═══ Exercise materials

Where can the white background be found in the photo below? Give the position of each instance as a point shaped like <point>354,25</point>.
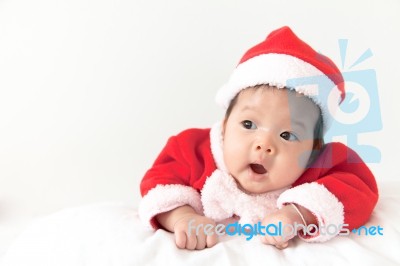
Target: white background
<point>91,90</point>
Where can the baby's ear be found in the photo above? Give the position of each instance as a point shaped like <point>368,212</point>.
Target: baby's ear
<point>224,126</point>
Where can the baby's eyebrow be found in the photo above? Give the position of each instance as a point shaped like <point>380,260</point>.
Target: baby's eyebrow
<point>298,123</point>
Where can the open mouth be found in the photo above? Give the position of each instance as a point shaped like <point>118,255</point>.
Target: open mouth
<point>258,168</point>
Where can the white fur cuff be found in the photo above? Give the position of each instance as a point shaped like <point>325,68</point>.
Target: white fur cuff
<point>322,203</point>
<point>164,198</point>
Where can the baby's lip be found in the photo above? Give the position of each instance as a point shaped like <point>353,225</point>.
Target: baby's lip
<point>258,168</point>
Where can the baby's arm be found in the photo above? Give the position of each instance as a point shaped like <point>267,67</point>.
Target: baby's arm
<point>179,222</point>
<point>338,190</point>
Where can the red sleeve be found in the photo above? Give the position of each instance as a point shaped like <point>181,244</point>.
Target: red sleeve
<point>338,188</point>
<point>177,175</point>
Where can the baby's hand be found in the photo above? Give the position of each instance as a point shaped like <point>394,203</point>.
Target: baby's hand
<point>183,222</point>
<point>287,216</point>
<point>186,235</point>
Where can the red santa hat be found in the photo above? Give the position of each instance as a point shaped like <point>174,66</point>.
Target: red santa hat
<point>284,60</point>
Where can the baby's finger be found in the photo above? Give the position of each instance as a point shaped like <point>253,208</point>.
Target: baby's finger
<point>201,241</point>
<point>282,245</point>
<point>212,240</point>
<point>191,241</point>
<point>180,239</point>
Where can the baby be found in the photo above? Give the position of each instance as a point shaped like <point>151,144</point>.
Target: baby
<point>266,161</point>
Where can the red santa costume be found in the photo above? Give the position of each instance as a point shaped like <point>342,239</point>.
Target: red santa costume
<point>338,188</point>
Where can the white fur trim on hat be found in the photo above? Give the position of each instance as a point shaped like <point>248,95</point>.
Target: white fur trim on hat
<point>282,70</point>
<point>310,196</point>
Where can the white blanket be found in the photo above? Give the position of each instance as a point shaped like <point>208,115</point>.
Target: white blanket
<point>111,234</point>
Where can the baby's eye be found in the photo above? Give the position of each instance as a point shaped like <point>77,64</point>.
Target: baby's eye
<point>288,136</point>
<point>249,124</point>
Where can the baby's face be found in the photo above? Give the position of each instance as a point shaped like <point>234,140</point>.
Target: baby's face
<point>268,138</point>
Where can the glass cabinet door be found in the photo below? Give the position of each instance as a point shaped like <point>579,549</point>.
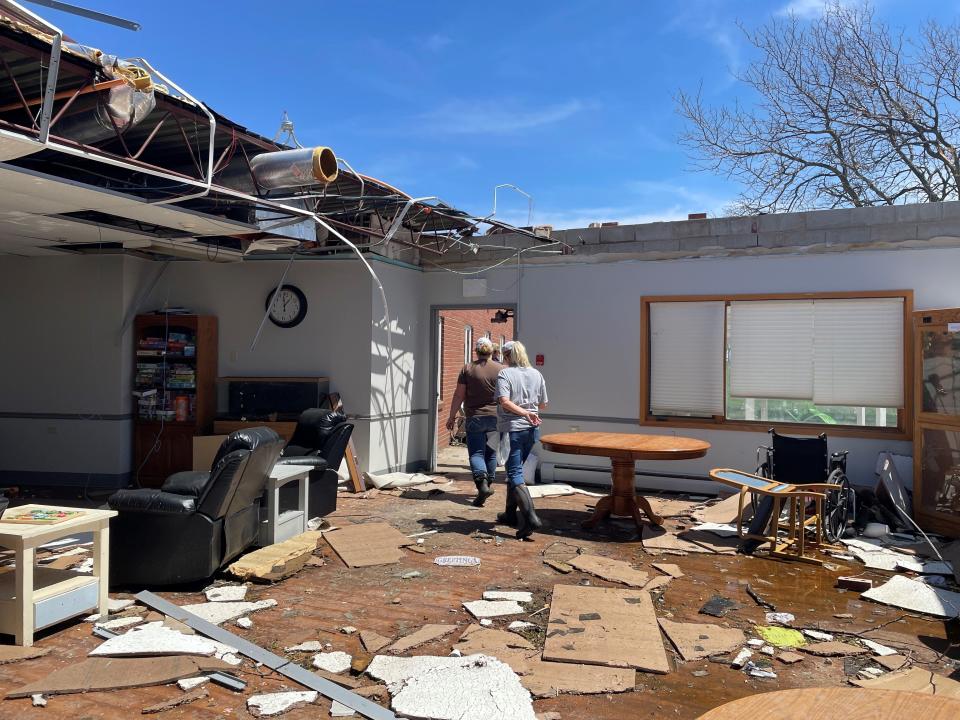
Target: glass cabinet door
<point>939,492</point>
<point>940,371</point>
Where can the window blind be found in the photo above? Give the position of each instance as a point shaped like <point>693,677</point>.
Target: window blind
<point>858,352</point>
<point>771,349</point>
<point>686,358</point>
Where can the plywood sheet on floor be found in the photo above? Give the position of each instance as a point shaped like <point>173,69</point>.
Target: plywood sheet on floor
<point>699,640</point>
<point>604,626</point>
<point>368,544</point>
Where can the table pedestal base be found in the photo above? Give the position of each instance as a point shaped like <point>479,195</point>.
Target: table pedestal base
<point>623,500</point>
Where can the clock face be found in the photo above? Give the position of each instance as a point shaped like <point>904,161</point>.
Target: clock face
<point>288,306</point>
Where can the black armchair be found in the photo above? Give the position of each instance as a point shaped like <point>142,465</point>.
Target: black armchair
<point>197,521</point>
<point>319,441</point>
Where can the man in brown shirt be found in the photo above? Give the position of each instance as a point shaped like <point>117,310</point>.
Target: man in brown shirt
<point>476,390</point>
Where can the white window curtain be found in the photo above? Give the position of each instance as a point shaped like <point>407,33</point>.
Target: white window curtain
<point>858,352</point>
<point>771,349</point>
<point>686,358</point>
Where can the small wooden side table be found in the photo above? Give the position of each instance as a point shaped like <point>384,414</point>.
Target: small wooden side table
<point>623,449</point>
<point>280,526</point>
<point>33,598</point>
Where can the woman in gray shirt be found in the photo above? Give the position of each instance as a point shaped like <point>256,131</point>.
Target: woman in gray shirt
<point>521,395</point>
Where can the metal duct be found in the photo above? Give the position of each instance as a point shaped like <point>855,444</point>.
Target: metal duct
<point>295,168</point>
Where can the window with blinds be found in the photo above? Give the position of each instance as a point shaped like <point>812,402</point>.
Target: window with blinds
<point>810,359</point>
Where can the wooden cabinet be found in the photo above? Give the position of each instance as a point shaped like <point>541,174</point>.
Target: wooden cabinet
<point>175,367</point>
<point>936,455</point>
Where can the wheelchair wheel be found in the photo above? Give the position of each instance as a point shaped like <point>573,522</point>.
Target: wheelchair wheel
<point>836,506</point>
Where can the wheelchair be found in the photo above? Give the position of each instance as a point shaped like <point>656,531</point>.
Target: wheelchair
<point>803,461</point>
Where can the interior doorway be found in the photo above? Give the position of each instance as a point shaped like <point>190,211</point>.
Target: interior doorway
<point>455,329</point>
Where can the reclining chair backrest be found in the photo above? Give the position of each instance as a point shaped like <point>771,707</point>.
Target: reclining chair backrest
<point>800,461</point>
<point>314,427</point>
<point>226,492</point>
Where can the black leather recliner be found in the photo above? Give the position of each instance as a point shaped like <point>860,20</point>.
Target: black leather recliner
<point>320,441</point>
<point>197,521</point>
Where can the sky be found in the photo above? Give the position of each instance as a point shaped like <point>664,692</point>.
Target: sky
<point>572,102</point>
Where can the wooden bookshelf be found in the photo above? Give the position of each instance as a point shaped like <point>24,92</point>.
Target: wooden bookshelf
<point>176,356</point>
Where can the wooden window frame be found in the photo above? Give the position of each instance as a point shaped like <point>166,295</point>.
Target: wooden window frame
<point>903,430</point>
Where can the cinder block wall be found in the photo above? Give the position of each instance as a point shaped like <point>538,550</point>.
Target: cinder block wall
<point>454,330</point>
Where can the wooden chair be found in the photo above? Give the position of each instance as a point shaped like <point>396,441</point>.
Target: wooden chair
<point>797,499</point>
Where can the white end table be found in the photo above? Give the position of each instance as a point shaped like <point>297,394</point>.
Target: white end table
<point>283,526</point>
<point>33,598</point>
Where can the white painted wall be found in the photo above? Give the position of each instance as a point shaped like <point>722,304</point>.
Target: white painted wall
<point>585,318</point>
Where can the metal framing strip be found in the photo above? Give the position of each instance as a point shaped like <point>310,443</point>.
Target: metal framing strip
<point>256,653</point>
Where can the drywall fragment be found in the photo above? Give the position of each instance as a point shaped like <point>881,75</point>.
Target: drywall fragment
<point>833,649</point>
<point>699,640</point>
<point>184,699</point>
<point>902,592</point>
<point>670,569</point>
<point>492,608</point>
<point>610,569</point>
<point>221,612</point>
<point>877,648</point>
<point>308,646</point>
<point>15,653</point>
<point>372,641</point>
<point>516,595</point>
<point>190,683</point>
<point>277,561</point>
<point>333,662</point>
<point>422,636</point>
<point>226,593</point>
<point>277,703</point>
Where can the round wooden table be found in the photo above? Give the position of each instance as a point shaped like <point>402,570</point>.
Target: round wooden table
<point>828,703</point>
<point>623,449</point>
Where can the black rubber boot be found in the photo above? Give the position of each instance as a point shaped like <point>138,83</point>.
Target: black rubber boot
<point>509,514</point>
<point>483,489</point>
<point>527,520</point>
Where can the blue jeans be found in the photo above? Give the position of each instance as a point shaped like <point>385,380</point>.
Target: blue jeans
<point>521,443</point>
<point>483,458</point>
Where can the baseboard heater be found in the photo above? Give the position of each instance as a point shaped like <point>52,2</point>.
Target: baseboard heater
<point>645,479</point>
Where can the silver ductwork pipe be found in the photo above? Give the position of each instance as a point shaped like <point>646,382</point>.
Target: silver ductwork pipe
<point>295,168</point>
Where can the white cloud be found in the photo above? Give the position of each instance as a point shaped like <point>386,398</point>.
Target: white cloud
<point>495,117</point>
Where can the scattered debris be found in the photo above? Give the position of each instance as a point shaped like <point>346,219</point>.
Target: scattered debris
<point>493,608</point>
<point>609,569</point>
<point>456,561</point>
<point>670,569</point>
<point>833,649</point>
<point>95,674</point>
<point>226,593</point>
<point>516,595</point>
<point>368,544</point>
<point>422,636</point>
<point>902,592</point>
<point>277,703</point>
<point>698,640</point>
<point>332,662</point>
<point>627,635</point>
<point>373,641</point>
<point>184,699</point>
<point>221,612</point>
<point>718,606</point>
<point>780,636</point>
<point>914,680</point>
<point>280,560</point>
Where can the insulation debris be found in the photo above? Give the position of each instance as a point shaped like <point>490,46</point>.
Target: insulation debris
<point>221,612</point>
<point>277,703</point>
<point>902,592</point>
<point>699,640</point>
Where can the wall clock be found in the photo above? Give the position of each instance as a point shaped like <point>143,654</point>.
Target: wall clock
<point>288,308</point>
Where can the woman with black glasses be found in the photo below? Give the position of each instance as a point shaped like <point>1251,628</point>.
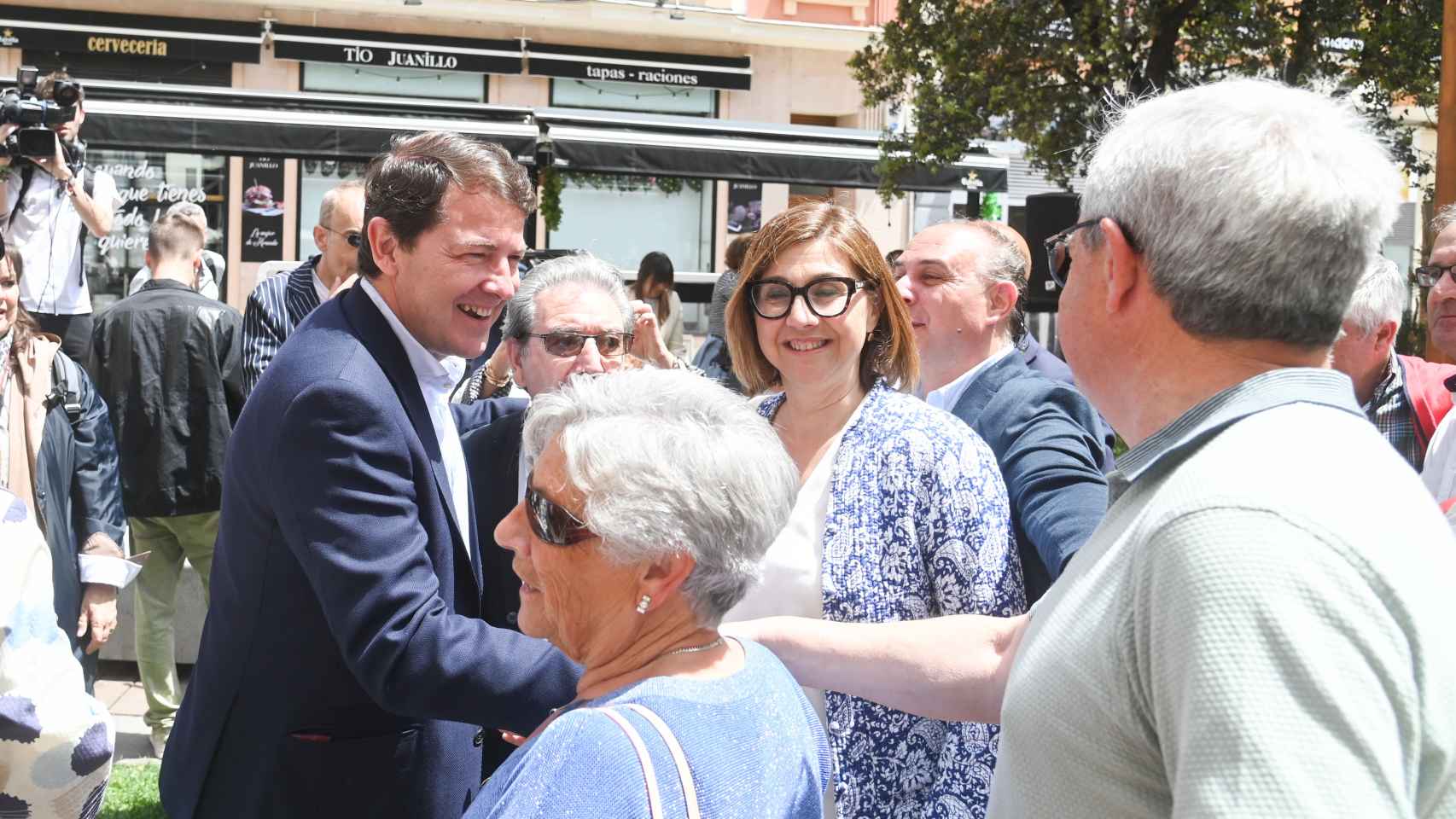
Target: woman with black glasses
<point>632,540</point>
<point>901,513</point>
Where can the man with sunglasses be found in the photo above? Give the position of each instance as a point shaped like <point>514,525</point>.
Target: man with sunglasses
<point>569,316</point>
<point>280,303</point>
<point>346,668</point>
<point>964,284</point>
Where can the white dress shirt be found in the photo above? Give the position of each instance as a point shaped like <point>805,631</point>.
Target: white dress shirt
<point>49,229</point>
<point>946,396</point>
<point>319,290</point>
<point>437,379</point>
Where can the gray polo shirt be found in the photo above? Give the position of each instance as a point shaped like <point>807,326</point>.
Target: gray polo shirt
<point>1260,627</point>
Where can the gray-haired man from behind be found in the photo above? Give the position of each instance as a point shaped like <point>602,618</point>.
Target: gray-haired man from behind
<point>210,281</point>
<point>1260,627</point>
<point>1406,398</point>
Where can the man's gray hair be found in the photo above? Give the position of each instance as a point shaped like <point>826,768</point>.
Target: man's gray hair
<point>583,271</point>
<point>189,210</point>
<point>1006,264</point>
<point>1382,295</point>
<point>1255,206</point>
<point>331,200</point>
<point>672,463</point>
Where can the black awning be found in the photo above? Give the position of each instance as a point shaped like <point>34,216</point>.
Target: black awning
<point>128,35</point>
<point>395,51</point>
<point>643,67</point>
<point>236,130</point>
<point>760,159</point>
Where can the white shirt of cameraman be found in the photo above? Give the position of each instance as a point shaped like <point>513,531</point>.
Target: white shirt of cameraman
<point>47,227</point>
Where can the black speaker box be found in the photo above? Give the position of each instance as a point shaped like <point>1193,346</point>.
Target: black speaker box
<point>1047,214</point>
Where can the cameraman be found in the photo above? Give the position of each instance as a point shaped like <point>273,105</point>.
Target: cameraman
<point>49,206</point>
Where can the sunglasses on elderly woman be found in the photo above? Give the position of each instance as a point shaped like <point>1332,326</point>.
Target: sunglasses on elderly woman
<point>550,523</point>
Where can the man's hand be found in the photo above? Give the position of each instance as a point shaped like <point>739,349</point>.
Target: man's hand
<point>647,336</point>
<point>98,612</point>
<point>55,166</point>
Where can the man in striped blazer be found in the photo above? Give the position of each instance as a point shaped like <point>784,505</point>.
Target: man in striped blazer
<point>280,303</point>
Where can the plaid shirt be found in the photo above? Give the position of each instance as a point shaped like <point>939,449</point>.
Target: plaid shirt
<point>1389,410</point>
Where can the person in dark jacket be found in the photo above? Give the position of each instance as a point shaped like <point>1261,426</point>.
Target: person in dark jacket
<point>964,284</point>
<point>169,364</point>
<point>59,456</point>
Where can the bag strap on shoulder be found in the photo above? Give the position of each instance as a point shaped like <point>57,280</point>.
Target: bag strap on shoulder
<point>654,796</point>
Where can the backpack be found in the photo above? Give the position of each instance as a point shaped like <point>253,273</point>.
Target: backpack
<point>66,387</point>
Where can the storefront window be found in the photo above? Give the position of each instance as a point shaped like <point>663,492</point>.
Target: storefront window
<point>424,84</point>
<point>622,218</point>
<point>317,177</point>
<point>149,182</point>
<point>631,96</point>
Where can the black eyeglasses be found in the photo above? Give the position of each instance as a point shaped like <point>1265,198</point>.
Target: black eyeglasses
<point>826,297</point>
<point>351,236</point>
<point>1059,253</point>
<point>1430,276</point>
<point>550,523</point>
<point>564,344</point>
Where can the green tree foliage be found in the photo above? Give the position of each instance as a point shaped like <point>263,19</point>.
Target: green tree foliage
<point>1041,72</point>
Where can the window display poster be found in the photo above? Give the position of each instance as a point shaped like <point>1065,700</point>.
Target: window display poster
<point>262,208</point>
<point>148,185</point>
<point>744,206</point>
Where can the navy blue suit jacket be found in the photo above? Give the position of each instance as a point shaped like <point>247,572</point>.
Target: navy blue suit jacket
<point>344,668</point>
<point>492,453</point>
<point>1045,435</point>
<point>1041,360</point>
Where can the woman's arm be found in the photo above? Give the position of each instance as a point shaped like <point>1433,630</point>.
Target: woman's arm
<point>946,668</point>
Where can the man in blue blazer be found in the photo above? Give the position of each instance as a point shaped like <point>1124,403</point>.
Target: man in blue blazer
<point>344,668</point>
<point>278,305</point>
<point>963,284</point>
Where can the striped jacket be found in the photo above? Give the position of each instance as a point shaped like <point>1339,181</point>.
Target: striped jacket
<point>274,311</point>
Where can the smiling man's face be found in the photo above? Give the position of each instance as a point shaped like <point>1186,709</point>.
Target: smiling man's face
<point>451,287</point>
<point>1441,303</point>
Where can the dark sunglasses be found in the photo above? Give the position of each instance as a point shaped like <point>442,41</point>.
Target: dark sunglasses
<point>352,236</point>
<point>550,523</point>
<point>564,344</point>
<point>1059,253</point>
<point>1430,276</point>
<point>826,295</point>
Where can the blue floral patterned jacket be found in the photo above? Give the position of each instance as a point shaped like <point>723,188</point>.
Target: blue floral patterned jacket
<point>917,527</point>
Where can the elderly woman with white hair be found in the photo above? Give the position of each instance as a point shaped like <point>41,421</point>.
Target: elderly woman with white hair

══════

Instructions for the task
From the line holding "Where can the man in blue" down to the final line above, quote every line exactly and only those lines.

Full solution
Where can the man in blue blazer be found in the photo above? Give the position of each instance as a point shaped like <point>1124,403</point>.
Target: man in blue blazer
<point>344,668</point>
<point>278,305</point>
<point>963,284</point>
Where can the striped jacket be found in the photo above? Give the position of each instance as a point shaped like <point>1339,181</point>.
Target: striped jacket
<point>274,311</point>
Where can the smiling man's face be found in the photo above? Give the position of each instance as a point shaped like <point>1186,709</point>.
Target: smiling man's face
<point>451,287</point>
<point>1441,303</point>
Where can the dark sunglasses be found in the photo above? Give the position of each instance as a point shaped like <point>442,41</point>.
Target: dark sunglasses
<point>352,236</point>
<point>550,523</point>
<point>564,344</point>
<point>1059,253</point>
<point>1430,276</point>
<point>826,295</point>
Where can the blue floral patterned jacket be found in the photo above? Give the position of each instance as a point shaped like <point>723,188</point>.
Target: blue floral patterned jacket
<point>917,527</point>
Where can the elderly woman with white hair be found in the photo above? Give the position of each instance as a point shaped like <point>41,421</point>.
Target: elderly woman with white hair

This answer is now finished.